▸ TEXT PROVIDED:
[start]
FIG. 3 is a characteristic diagram for graphically illustrating a relation between change ratio of a slope of a characteristic function and change ratio of a zero-density detection value in the photoelectric smoke detecting apparatus.

FIG. 4 is a flow chart for illustrating an ordinary smoke density detection procedure in the photoelectric smoke detecting apparatus according to the first embodiment of the present invention.

FIG. 5 is a flow chart for illustrating a processing procedure executed upon detection of fault in the photoelectric smoke detecting apparatus according to the first embodiment of the invention.

FIG. 6 is a functional block diagram schematically showing a structure of a conventional photoelectric smoke detecting apparatus.

FIG. 7 is a circuit diagram schematically showing a circuit arrangement of the same.

FIG. 8 is a waveform diagram for illustrating detection levels or pulses outputted from a light receiving element of a smoke sensor in response to driving pulses.

FIG. 9 is a view for illustrating change of a characteristic function of a detection level for a smoke density in the state where a light emitting element and/or a light receiving element of the smoke sensor has been contaminated.

FIG. 10 is a view for illustrating change of a characteristic function of a detection level for the smoke density in the state where a labyrinth inner wall has been contaminated in white.

FIG. 11 is a view for illustrating change of a detection level for a smoke density in the state where a whole optical system of a smoke sensor has been contaminated in white.

FIG. 12 is a view for illustrating change of a detection level for a smoke density in the state where a labyrinth inner wall of the smoke sensor has been contaminated in black.

FIG. 13 is a view for illustrating change of a characteristic function of a detection level for a smoke density in the state where a whole optical system of a smoke sensor has been contaminated in black.

DESCRIPTION OF THE PREFERRED EMBODIMENTS

The present invention will be described in detail in conjunction with what is presently considered as preferred or typical embodiments thereof by reference to the drawings. In the following description, like reference characters designate like or corresponding parts throughout the several views.

Embodiment 1

FIG. 1 is a functional block diagram showing schematically a structure of the photoelectric smoke detecting apparatus according to a first embodiment of the present invention. In the figure, items similar to those described hereinbefore (see FIG. 6) are denoted by like reference characters with the equivalent being designated by like reference numerals affixed with A, and detailed description thereof is omitted.
[end]
▸ JOBS:
a – Repeat word for word everything in the smoke detector text from "FIG. 4 is a" down to "to driving pulses.".
b – In the smoke detector text, what color is the contamination of the labyrinth inner wall in FIG. 12?
The material has no connection to the smoke detector text.

▸ INFORMATION SHOWN:
[start]
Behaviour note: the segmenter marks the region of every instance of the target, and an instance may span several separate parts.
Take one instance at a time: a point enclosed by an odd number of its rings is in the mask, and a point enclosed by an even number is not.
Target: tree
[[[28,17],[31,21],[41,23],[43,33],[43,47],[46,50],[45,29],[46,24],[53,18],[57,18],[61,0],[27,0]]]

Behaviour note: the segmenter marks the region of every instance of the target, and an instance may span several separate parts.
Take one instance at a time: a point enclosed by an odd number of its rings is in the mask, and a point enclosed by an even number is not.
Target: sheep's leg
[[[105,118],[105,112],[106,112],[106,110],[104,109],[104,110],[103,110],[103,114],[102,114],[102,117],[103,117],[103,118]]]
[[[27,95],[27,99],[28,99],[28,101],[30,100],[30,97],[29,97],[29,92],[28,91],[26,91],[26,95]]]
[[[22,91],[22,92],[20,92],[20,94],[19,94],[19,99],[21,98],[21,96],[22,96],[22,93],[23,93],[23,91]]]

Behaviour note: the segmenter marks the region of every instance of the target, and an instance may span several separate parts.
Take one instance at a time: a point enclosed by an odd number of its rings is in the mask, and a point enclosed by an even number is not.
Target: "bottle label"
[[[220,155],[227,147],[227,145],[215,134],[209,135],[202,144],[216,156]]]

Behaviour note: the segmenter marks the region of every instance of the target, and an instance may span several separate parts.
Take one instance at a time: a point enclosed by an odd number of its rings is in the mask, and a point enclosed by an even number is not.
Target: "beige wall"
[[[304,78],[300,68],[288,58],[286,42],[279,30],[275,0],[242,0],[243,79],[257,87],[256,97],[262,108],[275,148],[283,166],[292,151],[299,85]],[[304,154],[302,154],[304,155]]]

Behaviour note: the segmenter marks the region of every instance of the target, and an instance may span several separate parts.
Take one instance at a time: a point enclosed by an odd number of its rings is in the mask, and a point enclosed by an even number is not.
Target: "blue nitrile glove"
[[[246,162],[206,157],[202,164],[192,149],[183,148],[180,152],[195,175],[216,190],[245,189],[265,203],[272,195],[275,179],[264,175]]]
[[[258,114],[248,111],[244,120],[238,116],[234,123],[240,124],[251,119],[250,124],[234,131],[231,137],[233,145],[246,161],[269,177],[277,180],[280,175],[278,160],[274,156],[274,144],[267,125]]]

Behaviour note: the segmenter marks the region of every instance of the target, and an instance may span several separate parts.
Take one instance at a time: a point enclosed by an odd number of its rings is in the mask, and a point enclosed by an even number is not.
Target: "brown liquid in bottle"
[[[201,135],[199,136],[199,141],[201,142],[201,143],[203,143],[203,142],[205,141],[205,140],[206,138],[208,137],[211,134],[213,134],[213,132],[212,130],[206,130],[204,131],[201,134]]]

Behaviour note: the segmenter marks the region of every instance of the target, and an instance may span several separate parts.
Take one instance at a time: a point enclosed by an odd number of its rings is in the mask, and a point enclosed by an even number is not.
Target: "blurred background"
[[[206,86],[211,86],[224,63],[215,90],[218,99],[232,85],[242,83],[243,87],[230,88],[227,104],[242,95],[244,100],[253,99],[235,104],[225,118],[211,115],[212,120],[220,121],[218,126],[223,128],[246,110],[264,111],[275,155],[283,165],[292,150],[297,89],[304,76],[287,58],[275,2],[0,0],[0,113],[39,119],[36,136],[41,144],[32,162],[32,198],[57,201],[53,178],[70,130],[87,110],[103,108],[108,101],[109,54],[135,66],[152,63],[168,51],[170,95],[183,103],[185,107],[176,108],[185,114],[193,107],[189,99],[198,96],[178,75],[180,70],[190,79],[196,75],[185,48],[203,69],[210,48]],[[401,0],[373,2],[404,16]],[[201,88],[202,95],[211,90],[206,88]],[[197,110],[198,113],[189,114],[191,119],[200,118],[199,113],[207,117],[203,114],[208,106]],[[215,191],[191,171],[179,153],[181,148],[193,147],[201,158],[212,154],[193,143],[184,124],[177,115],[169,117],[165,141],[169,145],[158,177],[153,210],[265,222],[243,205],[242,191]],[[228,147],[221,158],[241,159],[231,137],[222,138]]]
[end]
▸ PER-TASK OUTPUTS:
a –
FIG. 4 is a flow chart for illustrating an ordinary smoke density detection procedure in the photoelectric smoke detecting apparatus according to the first embodiment of the present invention.

FIG. 5 is a flow chart for illustrating a processing procedure executed upon detection of fault in the photoelectric smoke detecting apparatus according to the first embodiment of the invention.

FIG. 6 is a functional block diagram schematically showing a structure of a conventional photoelectric smoke detecting apparatus.

FIG. 7 is a circuit diagram schematically showing a circuit arrangement of the same.

FIG. 8 is a waveform diagram for illustrating detection levels or pulses outputted from a light receiving element of a smoke sensor in response to driving pulses.

b – Black.